§ **PAGE TEXT**
☆ ☆ ☆

Saturday, May 9, 2015

Darkness: After Dark






After Dark, by Tito and Tarantula

Purchase 

Tito and Tarantula: Wikipedia describes them as an "American Chicano rock/stoner rock band".
But you would mostly recognize them as the house band in Quentin Tarantino's "From Dusk To Dawn". And really, could there be a better band to pull of the sleazy, blues-drenched soundtrack to Salma Hayek in what is probably the best albino python laden vampire/stripper routine ever in a movie?
These guys are low down groovy and play a pulsing Tex-Mex influenced blues rock. The stoner descriptor comes from the moody atmospherics, with the acoustic and electric mix of guitars vibing in strange ways. Their albums are pretty varying in style and sounds, yet each one contains a strange sense of something different, close to identifiable but perfectly odd and sonically unique. It's hard to quantify their sound, but it goes good with beers and driving late nights. Perfect cool.

Check 'em out here  

...And take a listen to "After Dark" Live
and the studio version...

 And, then, there's this...I really can't ever hear this song without seeing her...




Friday, May 8, 2015

Darkness: The Dark Knight


Branford Marsalis Quartet: The Dark Knight [purchase]

Today is Harvey Day. That means that Matt Harvey will be pitching for the New York Mets tonight. As a baseball fan, there are some pitchers whose starts cause excitement, and it isn’t just because they are good pitchers. There’s something else, an X factor that creates the extra anticipation. Although the Mets have had good pitchers in the intervening years, and even finally had one pitch a no-hitter, it really hasn’t been since Doc Gooden’s first couple of seasons, in 1984 and 1985, that we have had someone like Matt Harvey.

☆ ☆ ☆

§ **DATA**
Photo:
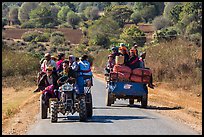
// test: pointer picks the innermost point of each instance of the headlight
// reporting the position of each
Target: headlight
(67, 87)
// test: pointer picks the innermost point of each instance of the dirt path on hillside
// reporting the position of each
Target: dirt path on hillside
(183, 107)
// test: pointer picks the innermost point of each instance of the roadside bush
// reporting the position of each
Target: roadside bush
(175, 62)
(166, 34)
(133, 35)
(57, 40)
(57, 33)
(27, 24)
(37, 36)
(18, 63)
(161, 22)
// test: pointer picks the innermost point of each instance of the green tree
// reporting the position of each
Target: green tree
(92, 13)
(119, 13)
(62, 14)
(175, 12)
(73, 19)
(161, 22)
(13, 16)
(133, 35)
(168, 7)
(42, 17)
(25, 10)
(103, 31)
(136, 18)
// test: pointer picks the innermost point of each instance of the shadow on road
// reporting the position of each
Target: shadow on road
(101, 119)
(164, 108)
(149, 107)
(98, 107)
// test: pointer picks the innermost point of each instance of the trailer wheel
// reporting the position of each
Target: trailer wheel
(131, 101)
(109, 98)
(82, 110)
(43, 107)
(144, 101)
(89, 105)
(53, 112)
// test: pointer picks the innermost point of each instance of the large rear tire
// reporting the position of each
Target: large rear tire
(144, 101)
(109, 98)
(89, 105)
(43, 107)
(131, 101)
(53, 112)
(82, 110)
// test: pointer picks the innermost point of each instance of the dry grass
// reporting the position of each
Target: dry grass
(18, 63)
(176, 62)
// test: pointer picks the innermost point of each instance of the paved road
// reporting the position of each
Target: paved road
(118, 119)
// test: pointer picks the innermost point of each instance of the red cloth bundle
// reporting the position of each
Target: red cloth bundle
(140, 79)
(122, 68)
(142, 72)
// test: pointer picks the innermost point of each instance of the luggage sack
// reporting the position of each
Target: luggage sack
(120, 76)
(140, 79)
(119, 60)
(141, 72)
(122, 68)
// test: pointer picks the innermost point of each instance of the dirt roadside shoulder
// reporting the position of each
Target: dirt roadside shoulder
(180, 105)
(185, 108)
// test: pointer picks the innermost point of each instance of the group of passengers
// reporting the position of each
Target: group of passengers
(131, 59)
(57, 71)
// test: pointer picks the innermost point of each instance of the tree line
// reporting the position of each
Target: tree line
(103, 23)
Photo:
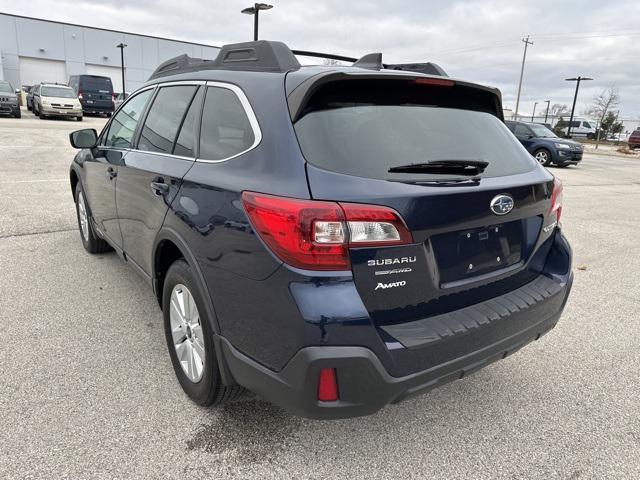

☆ ☆ ☆

In the blog posts on darkness, which team is Matt Harvey pitching for?

§ **SOLUTION TO THIS PROBLEM**
The New York Mets.